**Direction**
Write out every item below word for word, keeping each line as it is.

Start of Material to process

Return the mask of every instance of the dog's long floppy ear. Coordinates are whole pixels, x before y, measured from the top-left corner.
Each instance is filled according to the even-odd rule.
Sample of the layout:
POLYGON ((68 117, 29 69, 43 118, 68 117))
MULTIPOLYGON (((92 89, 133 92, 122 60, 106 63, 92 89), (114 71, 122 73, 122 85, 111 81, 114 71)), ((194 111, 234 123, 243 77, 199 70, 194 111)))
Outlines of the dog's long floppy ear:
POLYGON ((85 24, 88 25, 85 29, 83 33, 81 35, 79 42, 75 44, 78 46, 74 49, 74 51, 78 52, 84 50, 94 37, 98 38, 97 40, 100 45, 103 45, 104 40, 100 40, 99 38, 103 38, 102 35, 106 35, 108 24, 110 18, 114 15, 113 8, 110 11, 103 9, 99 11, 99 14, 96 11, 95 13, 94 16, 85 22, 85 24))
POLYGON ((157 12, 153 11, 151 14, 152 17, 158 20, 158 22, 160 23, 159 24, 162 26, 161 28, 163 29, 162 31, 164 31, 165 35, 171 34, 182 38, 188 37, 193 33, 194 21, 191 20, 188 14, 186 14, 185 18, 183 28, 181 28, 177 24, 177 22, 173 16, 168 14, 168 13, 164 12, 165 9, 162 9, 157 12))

End of Material to process

**The response**
Return the mask of every instance of the dog's long floppy ear. Coordinates are whole pixels, x before y, measured from the top-left corner.
Each instance is filled according to the even-odd rule.
Sample of the layout:
POLYGON ((68 117, 29 69, 43 118, 68 117))
MULTIPOLYGON (((92 89, 133 92, 122 60, 106 63, 92 89), (114 71, 122 73, 122 85, 111 81, 114 71)), ((194 111, 234 123, 243 77, 199 70, 194 111)))
Outlines of the dog's long floppy ear:
POLYGON ((85 24, 88 25, 85 29, 83 33, 81 35, 79 42, 75 44, 78 46, 74 49, 74 51, 78 52, 84 50, 94 37, 98 38, 97 40, 100 45, 103 45, 104 40, 100 40, 99 38, 103 38, 102 35, 106 35, 108 24, 110 18, 114 15, 113 8, 110 11, 103 9, 99 11, 99 14, 96 11, 95 13, 94 16, 85 22, 85 24))
POLYGON ((157 12, 153 11, 151 14, 152 17, 158 20, 158 22, 160 23, 159 24, 162 26, 161 28, 163 29, 162 31, 164 31, 165 35, 171 34, 182 38, 188 37, 193 33, 194 21, 191 20, 188 14, 186 14, 185 18, 183 28, 181 28, 177 24, 177 22, 173 16, 168 14, 168 13, 164 12, 165 9, 162 9, 157 12))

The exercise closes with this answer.